_Stated goal:_ Repeat exactly, and only, the lines from the one holding "Target: white building" through the last line of the records below.

[Object location annotation data]
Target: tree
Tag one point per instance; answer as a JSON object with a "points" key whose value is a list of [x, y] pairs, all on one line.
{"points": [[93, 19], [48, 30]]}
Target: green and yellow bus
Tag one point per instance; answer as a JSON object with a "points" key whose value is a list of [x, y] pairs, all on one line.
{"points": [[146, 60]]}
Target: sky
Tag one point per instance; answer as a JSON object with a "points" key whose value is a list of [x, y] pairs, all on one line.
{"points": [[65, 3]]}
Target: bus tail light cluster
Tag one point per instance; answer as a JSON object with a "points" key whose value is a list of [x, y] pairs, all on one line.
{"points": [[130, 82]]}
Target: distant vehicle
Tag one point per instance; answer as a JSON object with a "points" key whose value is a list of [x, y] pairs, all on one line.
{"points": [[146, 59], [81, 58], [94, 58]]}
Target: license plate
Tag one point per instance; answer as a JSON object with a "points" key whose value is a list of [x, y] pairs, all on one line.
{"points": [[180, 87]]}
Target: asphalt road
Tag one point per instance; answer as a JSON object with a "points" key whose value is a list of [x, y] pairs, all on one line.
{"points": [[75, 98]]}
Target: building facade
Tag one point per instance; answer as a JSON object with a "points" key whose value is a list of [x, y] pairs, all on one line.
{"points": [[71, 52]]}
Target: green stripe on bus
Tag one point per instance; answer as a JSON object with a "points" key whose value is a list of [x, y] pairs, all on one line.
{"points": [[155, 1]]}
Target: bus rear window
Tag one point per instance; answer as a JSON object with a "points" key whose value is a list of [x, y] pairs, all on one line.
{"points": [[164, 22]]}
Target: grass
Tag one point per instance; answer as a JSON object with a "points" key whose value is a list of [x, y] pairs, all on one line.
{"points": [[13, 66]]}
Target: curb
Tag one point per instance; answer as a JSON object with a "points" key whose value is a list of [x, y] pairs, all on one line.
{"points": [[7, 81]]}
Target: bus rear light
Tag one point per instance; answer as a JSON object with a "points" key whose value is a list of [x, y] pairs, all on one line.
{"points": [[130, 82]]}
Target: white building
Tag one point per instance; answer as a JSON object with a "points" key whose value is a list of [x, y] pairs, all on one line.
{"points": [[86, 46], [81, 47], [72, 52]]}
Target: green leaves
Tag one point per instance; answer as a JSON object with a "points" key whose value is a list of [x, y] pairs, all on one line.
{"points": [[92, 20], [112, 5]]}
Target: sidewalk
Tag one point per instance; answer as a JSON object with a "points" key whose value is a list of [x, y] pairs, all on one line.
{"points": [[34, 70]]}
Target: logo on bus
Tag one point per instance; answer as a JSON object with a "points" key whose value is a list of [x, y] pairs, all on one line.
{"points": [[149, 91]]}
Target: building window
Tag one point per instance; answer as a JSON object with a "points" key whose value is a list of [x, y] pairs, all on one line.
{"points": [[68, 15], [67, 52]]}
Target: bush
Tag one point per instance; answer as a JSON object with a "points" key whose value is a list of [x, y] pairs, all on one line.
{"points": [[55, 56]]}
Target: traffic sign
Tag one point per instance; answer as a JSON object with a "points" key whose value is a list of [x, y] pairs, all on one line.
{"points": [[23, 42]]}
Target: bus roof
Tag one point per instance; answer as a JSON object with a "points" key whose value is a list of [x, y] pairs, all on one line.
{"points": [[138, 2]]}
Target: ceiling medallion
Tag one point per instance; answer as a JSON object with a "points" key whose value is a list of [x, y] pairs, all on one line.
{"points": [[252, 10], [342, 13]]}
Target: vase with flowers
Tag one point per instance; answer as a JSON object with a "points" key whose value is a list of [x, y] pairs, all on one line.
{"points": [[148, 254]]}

_Written solution:_
Target: white building
Tag one point per instance; answer as a JSON object with a "points" key whose value is a list of [x, y] pairs, all on one line.
{"points": [[86, 46], [81, 47], [72, 52]]}
Target: green leaves
Tag one point per instance; answer as a JSON object with a "points" key whose value is a list of [x, y] pairs, all on one line.
{"points": [[92, 20], [112, 5]]}
Target: sidewalk
Tag one point per instance; answer as a JSON object with a "points" key whose value is a list of [x, y] pairs, all on one line.
{"points": [[34, 70]]}
Target: logo on bus
Tag one point per instance; answer as a JSON object with a "points" key whose value is a list of [x, y] pairs, all on one line.
{"points": [[149, 91]]}
Target: building window
Tag one point per instance; answer as a JSON object with a "points" key whose value is a list of [x, y] pairs, all on one line.
{"points": [[68, 15], [67, 52]]}
Target: bush
Tag one point per instance; answer as a JSON object with a "points" key whose value is a list of [x, y] pairs, all on one line.
{"points": [[55, 56]]}
Target: traffic sign
Tag one point per instance; answer as a JSON object with a "points" key whose value is a list of [x, y] pairs, all on one line.
{"points": [[23, 42]]}
Target: bus roof
Tag one point per instance; answer as a JSON object with a "points" key whose value is a list of [x, y] pairs, all on one line.
{"points": [[138, 2]]}
Target: ceiling medallion
Tag one point per instance; answer as a JSON object with a "points" key whose value is a list of [x, y] pairs, all on one line.
{"points": [[252, 10], [342, 13]]}
Target: vase with flowers
Tag one point per instance; answer as a JSON object with a "points" key whose value is a list of [x, y] pairs, all on one line.
{"points": [[148, 254]]}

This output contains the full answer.